## Begin Listing
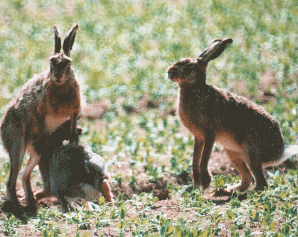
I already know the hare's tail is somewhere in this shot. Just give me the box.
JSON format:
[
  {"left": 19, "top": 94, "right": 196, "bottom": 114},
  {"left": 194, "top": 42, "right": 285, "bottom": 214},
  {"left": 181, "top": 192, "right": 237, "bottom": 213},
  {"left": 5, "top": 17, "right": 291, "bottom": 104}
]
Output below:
## End Listing
## [Work required]
Rewrite all of the data above, changing "box" to "bounding box" and leaving everything else as it is. Omit the pictures from your answer.

## [Result of this exercise]
I already know the hare's tail is somewhere in this shot. Just give me the bounding box.
JSON format:
[
  {"left": 19, "top": 94, "right": 196, "bottom": 114},
  {"left": 194, "top": 42, "right": 285, "bottom": 214},
  {"left": 181, "top": 192, "right": 237, "bottom": 213},
  {"left": 5, "top": 17, "right": 291, "bottom": 104}
]
Output below:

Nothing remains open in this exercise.